The market experienced some strong price increases that are typical for February-April. SCC's median Sold price increased from $664,000 in January to $750,000 by April. $760,000 in August. Prices are likely to continue to remain strong but flat until the DUI increases significantly. October's median came in at $741,000 and we currently believe that November's median Sold price will come in basically unchanged at about $740K. The increase in median Sold price this week to $752,000 is the mild increase we were expecting as some of the anticipated 2006 appreciation is pulled forward into 2005. However, we suspect that with the continued sluggishness of the market that this recent bump is likely to disappear in the next couple of weeks. If DUI increases, future price increases become less significant and less likely.

Using a 5-year average (graph) as a norm, allows us to better understand the behavior of the real estate market while viewing just one graph. Inventory had been following normal patterns, but started to increase in July and August inventory increased from 68% to 78% of the 5-year norm. During September inventory increased to 86% of normal. October saw inventory increase to 103% of normal. This weeks increase is to 109%.

> _Dataset excerpt_:

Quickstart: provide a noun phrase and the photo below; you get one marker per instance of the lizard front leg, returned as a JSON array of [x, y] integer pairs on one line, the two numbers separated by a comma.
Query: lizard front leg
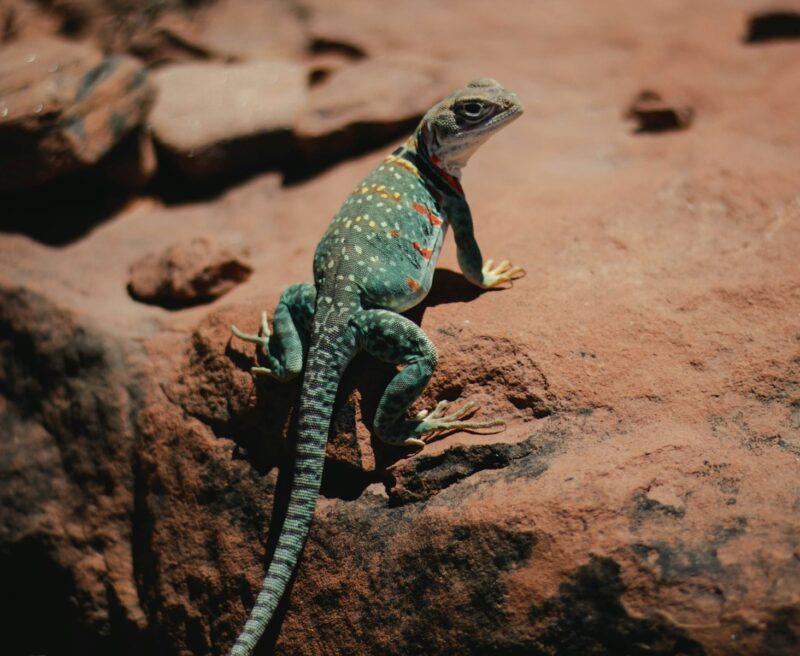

> _Exercise objective_:
Repeat the housing market text in full, word for word. The data has no connection to the housing market text.

> _Answer_:
The market experienced some strong price increases that are typical for February-April. SCC's median Sold price increased from $664,000 in January to $750,000 by April. $760,000 in August. Prices are likely to continue to remain strong but flat until the DUI increases significantly. October's median came in at $741,000 and we currently believe that November's median Sold price will come in basically unchanged at about $740K. The increase in median Sold price this week to $752,000 is the mild increase we were expecting as some of the anticipated 2006 appreciation is pulled forward into 2005. However, we suspect that with the continued sluggishness of the market that this recent bump is likely to disappear in the next couple of weeks. If DUI increases, future price increases become less significant and less likely.

Using a 5-year average (graph) as a norm, allows us to better understand the behavior of the real estate market while viewing just one graph. Inventory had been following normal patterns, but started to increase in July and August inventory increased from 68% to 78% of the 5-year norm. During September inventory increased to 86% of normal. October saw inventory increase to 103% of normal. This weeks increase is to 109%.